**Work instructions:** Reproduce the line containing "Target: paved ground" and every line after it through the end of the records. Include nothing else.

(Collected data entries)
[Start of section]

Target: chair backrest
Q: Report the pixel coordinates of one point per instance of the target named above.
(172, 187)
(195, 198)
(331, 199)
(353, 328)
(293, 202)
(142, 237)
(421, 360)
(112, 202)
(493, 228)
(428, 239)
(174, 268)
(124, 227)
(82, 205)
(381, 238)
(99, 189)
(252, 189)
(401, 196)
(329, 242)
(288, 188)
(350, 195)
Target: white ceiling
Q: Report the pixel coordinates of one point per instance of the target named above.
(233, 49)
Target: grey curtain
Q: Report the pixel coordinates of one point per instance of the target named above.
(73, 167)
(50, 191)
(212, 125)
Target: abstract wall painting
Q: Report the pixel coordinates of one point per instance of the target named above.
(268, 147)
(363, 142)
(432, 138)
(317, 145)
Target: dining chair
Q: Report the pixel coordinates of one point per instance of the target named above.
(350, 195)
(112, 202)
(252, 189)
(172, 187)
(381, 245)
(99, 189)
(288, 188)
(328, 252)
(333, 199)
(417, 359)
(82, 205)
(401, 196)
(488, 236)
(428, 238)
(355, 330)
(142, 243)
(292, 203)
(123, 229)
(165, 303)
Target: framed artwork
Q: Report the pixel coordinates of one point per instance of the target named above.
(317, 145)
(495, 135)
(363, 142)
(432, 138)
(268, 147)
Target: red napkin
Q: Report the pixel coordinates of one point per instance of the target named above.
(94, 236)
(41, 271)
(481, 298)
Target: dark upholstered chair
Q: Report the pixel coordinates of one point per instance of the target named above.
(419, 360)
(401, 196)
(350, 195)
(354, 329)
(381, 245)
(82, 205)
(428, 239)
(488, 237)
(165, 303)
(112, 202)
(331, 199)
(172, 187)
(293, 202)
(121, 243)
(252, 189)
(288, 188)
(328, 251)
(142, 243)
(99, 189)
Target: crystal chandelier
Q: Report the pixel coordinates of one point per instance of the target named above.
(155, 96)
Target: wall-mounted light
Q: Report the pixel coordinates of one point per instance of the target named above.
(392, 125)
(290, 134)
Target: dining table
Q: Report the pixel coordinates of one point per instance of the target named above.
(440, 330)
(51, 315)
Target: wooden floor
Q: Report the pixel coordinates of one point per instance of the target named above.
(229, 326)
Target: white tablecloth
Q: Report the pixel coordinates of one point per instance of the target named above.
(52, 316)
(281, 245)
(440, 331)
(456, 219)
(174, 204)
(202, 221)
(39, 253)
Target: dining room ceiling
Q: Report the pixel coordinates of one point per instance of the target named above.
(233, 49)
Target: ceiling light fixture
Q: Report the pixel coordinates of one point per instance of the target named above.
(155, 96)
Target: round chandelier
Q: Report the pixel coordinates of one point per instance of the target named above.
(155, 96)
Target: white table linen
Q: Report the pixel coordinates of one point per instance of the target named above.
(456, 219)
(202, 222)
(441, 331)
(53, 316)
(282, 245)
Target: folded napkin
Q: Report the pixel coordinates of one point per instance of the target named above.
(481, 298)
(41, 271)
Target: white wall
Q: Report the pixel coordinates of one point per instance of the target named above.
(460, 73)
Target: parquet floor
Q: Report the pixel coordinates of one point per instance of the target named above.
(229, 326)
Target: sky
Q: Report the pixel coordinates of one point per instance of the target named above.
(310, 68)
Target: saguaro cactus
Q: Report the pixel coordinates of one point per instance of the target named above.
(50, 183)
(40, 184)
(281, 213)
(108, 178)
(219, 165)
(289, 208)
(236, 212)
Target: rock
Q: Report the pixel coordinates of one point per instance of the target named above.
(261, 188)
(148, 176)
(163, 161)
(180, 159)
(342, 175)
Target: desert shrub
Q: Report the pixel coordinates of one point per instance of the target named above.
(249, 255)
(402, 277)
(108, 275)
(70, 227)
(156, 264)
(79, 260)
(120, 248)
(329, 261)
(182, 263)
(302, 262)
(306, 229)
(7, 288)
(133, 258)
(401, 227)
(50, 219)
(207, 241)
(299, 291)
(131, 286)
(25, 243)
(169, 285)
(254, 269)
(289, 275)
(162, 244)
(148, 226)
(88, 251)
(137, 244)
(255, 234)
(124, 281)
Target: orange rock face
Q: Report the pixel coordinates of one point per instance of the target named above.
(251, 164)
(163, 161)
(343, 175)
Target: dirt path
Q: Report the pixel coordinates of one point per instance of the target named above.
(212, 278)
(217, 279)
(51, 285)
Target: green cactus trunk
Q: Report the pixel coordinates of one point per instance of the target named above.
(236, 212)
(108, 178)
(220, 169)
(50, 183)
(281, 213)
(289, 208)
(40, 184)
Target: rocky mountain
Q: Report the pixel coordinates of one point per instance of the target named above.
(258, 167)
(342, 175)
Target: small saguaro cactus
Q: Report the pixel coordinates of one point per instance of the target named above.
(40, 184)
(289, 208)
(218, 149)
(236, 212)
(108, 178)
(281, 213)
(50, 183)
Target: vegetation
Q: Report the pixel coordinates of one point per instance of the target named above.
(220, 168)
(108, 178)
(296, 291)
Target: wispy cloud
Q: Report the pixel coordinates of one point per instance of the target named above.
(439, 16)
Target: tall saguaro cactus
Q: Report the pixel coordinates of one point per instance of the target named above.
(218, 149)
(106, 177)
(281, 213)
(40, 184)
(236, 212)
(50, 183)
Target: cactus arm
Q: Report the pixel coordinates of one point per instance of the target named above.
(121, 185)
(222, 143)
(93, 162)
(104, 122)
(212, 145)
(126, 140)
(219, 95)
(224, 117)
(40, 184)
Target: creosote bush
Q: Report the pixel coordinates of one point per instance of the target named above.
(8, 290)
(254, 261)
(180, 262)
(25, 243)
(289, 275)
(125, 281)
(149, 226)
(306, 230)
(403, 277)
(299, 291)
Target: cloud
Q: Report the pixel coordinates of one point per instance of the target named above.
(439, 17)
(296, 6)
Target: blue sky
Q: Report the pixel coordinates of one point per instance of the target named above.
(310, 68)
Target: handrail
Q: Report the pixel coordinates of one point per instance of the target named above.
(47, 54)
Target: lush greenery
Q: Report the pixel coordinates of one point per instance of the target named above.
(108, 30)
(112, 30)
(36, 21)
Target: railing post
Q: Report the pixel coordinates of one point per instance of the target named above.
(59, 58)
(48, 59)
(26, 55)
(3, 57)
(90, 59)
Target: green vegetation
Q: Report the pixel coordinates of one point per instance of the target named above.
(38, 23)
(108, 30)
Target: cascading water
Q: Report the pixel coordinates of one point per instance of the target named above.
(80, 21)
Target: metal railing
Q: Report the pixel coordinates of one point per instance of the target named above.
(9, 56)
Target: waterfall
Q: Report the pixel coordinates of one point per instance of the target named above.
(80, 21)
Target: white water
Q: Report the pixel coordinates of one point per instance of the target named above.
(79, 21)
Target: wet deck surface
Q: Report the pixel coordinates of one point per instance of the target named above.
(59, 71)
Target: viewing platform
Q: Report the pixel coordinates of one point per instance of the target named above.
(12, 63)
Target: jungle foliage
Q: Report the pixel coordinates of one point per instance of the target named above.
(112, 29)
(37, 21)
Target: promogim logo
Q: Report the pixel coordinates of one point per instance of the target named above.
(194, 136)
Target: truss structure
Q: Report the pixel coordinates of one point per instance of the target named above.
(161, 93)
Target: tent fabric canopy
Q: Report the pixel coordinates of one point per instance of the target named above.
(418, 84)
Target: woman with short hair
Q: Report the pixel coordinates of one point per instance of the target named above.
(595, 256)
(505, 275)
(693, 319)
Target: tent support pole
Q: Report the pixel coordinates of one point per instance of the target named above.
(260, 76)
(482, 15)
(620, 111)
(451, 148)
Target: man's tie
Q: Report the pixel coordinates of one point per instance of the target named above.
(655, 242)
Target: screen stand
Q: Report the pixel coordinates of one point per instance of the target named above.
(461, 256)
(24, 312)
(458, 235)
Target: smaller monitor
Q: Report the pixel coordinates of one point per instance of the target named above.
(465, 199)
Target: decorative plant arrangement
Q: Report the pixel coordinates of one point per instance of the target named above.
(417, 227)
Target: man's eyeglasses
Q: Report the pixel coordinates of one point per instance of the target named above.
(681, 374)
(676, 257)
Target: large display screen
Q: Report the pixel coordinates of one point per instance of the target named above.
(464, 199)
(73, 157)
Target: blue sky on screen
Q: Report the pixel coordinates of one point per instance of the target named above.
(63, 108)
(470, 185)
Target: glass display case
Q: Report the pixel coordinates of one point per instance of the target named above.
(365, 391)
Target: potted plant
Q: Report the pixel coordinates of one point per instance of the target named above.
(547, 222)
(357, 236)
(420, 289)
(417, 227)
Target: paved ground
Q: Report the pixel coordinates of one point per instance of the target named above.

[End of section]

**The completed task:**
Target: paved ground
Q: Report the pixel coordinates of one point per instance of the target named above.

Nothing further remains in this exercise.